So far, I'm pretty happy with what I've found in stock at the fish stores around town. Introduced into the tank this weekend were:

6 otos, 1 albino bristlenose pleco, 2 clown plecos, 2 rubbernose plecos, 9 panda corys and 120 ghost shrimp. Here's a few shots of some of the new tenants:

Albino bristlenose pleco










Rubbernose pleco










Another rubbernose










Clown pleco










Ghost shrimp










Panda corys










After the first day I haven't seen the clown plecos around. It also looks like one of the rubbernose plecos has some ich. Hopefully it's alright and doesn't spread to the other fish. Also, about a dozen of the ghost shrimp have bitten the dust. Fairly expected considering I bought 10 dozen. After the first day I haven't seen any more carcasses lying in the gravel so I think the rest have acclimated well. It's pretty cool to say about 100 ghost shrimp cruising around and doing their thing. Makes the tank seem very active with almost no fish in it at all. They are constantly eating something and it's noticeable that they are cleaning things up after only a couple days.

As far as the tank setup goes I'm pretty much finished. I have a couple small odds and ends to complete and then build the cabinet to finish it off. That will be the last major job and then the only work left will be maintenance. Not all the way there yet but it's feeling much closer than it did 2 months ago. There will be one more planting left for the tank, I just need to find the right species. I need to get some anubias nana var petite it pretty large quantity to fill in the two sections of the driftwood (mostly on the left side) and I'd like a mid sized anubias strain for the left side as well. I'm going to try and order some of them through another LFS and see how it goes. Right now it's just wait for the crypts to come back and the ferns and anubias to starting spreading out.

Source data
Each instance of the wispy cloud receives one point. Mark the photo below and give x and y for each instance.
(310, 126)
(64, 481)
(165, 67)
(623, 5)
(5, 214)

--

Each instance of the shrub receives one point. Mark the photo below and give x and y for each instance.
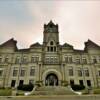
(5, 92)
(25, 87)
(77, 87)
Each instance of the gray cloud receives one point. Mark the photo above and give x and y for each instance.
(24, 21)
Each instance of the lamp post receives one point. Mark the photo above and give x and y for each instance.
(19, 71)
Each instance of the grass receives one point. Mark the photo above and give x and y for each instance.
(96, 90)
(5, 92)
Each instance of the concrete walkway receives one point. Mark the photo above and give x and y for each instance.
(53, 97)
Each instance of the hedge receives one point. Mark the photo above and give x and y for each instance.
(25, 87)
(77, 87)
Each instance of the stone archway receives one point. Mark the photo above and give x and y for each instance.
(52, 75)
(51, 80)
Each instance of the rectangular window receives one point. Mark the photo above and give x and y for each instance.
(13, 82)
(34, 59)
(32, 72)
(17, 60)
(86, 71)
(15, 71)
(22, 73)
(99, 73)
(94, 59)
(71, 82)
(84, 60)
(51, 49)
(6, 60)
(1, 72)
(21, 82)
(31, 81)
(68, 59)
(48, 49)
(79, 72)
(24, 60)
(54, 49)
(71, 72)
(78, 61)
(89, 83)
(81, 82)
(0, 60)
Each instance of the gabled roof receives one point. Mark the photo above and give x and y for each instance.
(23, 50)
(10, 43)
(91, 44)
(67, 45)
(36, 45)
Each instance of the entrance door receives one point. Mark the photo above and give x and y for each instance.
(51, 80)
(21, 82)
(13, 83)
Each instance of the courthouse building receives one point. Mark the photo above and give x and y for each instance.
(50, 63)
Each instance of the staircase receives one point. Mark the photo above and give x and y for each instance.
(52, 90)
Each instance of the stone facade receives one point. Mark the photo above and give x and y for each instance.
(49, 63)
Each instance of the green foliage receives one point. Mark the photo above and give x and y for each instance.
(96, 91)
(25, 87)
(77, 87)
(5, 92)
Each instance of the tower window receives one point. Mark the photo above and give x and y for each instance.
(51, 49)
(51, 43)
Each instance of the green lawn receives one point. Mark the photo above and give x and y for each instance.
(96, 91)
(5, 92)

--

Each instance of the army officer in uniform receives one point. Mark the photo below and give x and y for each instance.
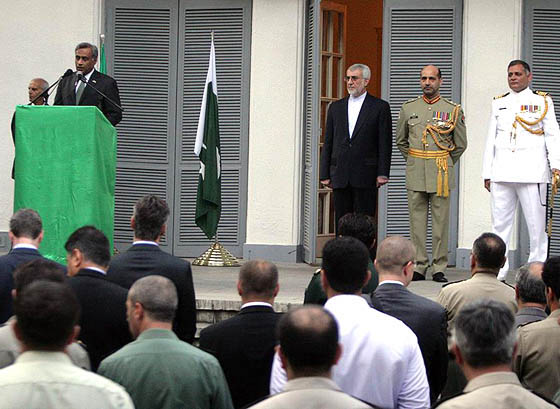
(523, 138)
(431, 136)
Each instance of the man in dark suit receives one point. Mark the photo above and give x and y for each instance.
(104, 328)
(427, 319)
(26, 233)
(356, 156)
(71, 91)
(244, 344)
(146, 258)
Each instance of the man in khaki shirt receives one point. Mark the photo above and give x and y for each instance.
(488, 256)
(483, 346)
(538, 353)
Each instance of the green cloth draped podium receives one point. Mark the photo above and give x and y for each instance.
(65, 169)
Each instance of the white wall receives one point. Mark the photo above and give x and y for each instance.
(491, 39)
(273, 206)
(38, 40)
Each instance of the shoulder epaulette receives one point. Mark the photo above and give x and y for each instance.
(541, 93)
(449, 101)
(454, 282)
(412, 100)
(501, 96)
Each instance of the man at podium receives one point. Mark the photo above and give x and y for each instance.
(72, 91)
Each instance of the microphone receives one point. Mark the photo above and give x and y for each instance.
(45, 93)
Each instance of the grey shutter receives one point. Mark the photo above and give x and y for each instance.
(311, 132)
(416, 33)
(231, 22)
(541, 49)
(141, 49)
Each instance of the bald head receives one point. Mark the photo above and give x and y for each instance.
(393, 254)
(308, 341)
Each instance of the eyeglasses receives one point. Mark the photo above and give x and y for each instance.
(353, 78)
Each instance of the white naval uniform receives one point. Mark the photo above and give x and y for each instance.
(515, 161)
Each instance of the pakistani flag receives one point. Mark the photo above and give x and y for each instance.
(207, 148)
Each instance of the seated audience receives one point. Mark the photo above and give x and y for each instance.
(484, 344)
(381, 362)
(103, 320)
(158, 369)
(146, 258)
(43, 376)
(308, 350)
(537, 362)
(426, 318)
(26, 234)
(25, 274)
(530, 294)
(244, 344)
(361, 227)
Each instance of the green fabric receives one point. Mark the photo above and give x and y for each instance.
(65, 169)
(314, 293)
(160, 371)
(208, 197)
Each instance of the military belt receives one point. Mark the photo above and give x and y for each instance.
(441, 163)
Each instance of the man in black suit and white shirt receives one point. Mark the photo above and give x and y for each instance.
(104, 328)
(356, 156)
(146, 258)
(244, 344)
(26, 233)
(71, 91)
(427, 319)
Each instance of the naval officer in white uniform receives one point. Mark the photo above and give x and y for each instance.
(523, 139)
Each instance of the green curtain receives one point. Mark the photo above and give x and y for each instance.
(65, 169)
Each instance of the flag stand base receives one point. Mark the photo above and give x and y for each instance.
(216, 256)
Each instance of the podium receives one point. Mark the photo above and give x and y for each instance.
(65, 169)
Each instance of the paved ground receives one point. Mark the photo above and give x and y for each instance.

## DIRECTION:
Write the next part of the aquarium tank post above, starting right after its final sentence.

## RESPONSE BELOW:
----------



## charlie1

Coming along nice, should be awesome when the plants fill in.


----------



## solarz

That's a lot of ghost shrimps!


----------



## Consigliere

Been playing with my camera. Finally spending the time to learn how to use it beyond point and shoot. This shot seems a bit underexposed still so probably will need to adjust some settings but it's definitely an improvement from before. Quick update on the tank, the wendtii 'bronze' is starting to grow back after completely melting. The cordata is basically still all melted. 2 plants have started to just shoot out of the ground but just barely. The balansae, ponderfolia and apongenton in the back has been growing well the last couple weeks. It's fully recovered. The anubias and parva have signs of growth but very slow as you would expect.

I've lost 3 panda corys and 2 otos. I've seen all the plecos except one clown pleco but no body so I think both clowns are still alive. About another dozen ghost shrimp have bit the dust so I figure there is about 75-85 left.

I've adjusted the drainage setup to eliminate some noise. I'll have a post on the new setup sometime soon. I'm also looking at a new return pump. The Quiet One 9000 I have is not so quiet. I'm looking at the Reeflo Snapper Gold to replace it but am still considering options. Any suggestions for quiet return pumps around 2000GPH?


----------



## solarz

Nice! It's already pretty great as is, but it'll be even more awesome once all the plants grow in!

I'm curious, why did you choose ghost shrimps instead of cherry shrimps?


----------



## Consigliere

Ghost shrimp is all I can get locally right now. Eventually will be making a road trip to GTA or Ottawa to pick up the bulk of the rest of the livestock.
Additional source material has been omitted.